══ DATA ══

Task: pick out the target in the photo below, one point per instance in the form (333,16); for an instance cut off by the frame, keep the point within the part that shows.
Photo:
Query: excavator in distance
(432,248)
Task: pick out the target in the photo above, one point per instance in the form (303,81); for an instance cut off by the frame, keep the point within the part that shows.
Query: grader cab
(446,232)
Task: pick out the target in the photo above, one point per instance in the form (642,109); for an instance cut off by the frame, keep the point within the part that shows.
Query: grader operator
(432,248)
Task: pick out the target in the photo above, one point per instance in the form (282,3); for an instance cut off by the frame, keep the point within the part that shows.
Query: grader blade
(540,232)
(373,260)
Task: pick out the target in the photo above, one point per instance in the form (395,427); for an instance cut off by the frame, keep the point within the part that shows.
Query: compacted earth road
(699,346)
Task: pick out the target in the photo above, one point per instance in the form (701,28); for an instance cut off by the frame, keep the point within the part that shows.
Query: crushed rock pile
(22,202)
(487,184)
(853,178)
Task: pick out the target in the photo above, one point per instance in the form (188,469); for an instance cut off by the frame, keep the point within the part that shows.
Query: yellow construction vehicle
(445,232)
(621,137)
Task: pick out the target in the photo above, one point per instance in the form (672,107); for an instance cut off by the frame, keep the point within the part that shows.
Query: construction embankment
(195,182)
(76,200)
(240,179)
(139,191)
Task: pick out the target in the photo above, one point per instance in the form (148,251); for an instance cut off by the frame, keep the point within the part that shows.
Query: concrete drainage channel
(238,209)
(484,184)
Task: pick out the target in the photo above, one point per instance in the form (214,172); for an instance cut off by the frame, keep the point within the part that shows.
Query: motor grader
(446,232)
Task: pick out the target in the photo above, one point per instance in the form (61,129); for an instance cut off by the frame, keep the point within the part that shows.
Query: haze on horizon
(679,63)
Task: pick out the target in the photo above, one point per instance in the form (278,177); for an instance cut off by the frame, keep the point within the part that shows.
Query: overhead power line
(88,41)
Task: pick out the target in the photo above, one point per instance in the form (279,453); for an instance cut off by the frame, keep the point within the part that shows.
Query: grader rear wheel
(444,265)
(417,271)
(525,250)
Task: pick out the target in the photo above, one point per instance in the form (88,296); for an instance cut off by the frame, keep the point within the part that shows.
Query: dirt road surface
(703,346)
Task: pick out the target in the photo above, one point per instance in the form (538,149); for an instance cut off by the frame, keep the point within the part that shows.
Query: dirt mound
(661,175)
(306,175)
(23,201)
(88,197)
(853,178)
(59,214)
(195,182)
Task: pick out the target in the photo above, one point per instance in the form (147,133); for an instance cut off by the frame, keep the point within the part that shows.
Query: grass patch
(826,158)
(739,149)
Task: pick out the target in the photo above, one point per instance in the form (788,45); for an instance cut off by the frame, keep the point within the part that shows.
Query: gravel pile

═══

GIVEN TASK: Go through all the items above and swap every "grader" for "bulldozer", then write the lines out again with nothing else changed.

RESPONSE:
Task: pick out the target in the photo below, one point per instance in the form (333,16); for an instance cut off by the frame, keep the point within the part that shows.
Photo:
Query: excavator in distance
(432,248)
Task: pick out the target in the photo above, one point per instance in the form (303,81); for an instance cut off by the frame, keep the point within the part that shows.
Query: bulldozer cab
(446,232)
Task: pick out the target in the photo above, one point per instance in the form (642,109); for an instance cut off by the frame, keep the point within the part that shows.
Query: bulldozer operator
(432,248)
Task: pick out the target in the photo above, one point per instance in the form (282,3); for an instance cut off by the frame, keep the point within the part that shows.
Query: bulldozer blade
(540,232)
(373,260)
Task: pick out the target in the photo above, one point per instance in the form (395,427); for an instance cut off by the frame, keep the point within the part that shows.
Query: compacted earth road
(699,346)
Task: pick out the target in the photo above, one point per instance in the form (701,28); for an instance cut off by the frame, keep the point within the part that shows.
Query: crushed rock pile
(22,202)
(487,184)
(853,178)
Task: pick out the target in the photo above, one point per instance in the form (188,469); for an instance cut off by the frame, keep the point within the part that shows.
Query: yellow construction vehicle
(445,232)
(621,137)
Task: pick out the target in the photo above, one point per instance in the form (672,107); for an instance cut off by the frame, keep the point within the part that shows.
Query: construction embankment
(195,182)
(76,200)
(240,179)
(139,191)
Task: pick out the target in the photo above, one point per instance in the form (148,251); for an instance cut off by the frame, keep the point within the part that shows.
Query: concrete drainage channel
(238,209)
(484,184)
Task: pick out the target in the photo above, one point per instance in the form (214,172); for an instance cut off by the frame, keep the point within the part that shows.
Query: motor bulldozer
(446,232)
Task: pick out the target in the photo above, one point per instance in the form (61,129); for an instance cut off by the frame, keep the point within the part that shows.
Query: haze on horizon
(679,63)
Task: pick out the target in the photo above, one point per instance in the form (278,177); for an instance cut off by the frame, keep the point within the part that shows.
Query: overhead power line
(88,41)
Task: pick out the target in the photo above, one point per instance in the form (279,453); for an instance cut off by the frame, keep the point within the part that shows.
Query: bulldozer rear wheel
(444,265)
(417,271)
(525,250)
Task: pick out the target in the photo above, one point per instance in the form (88,296); for an instance cut off by the frame, keep the point within the part that shows.
Query: dirt road surface
(703,346)
Task: pick out the target in the photo above, one point per instance in the form (538,149); for an instance cut off by the frame, keep the point within the part that shows.
Query: dirt mound
(661,175)
(306,175)
(23,201)
(88,197)
(853,178)
(59,214)
(195,182)
Task: pick out the target in the photo above, one point per instance in the form (147,133); for an instance cut off by the frame, keep the point within the part that shows.
Query: grass patch
(826,158)
(739,149)
Task: pick out the target in the photo above, one point per instance in the form (788,45); for an instance cut off by the frame, keep the point within the part that shows.
Query: gravel pile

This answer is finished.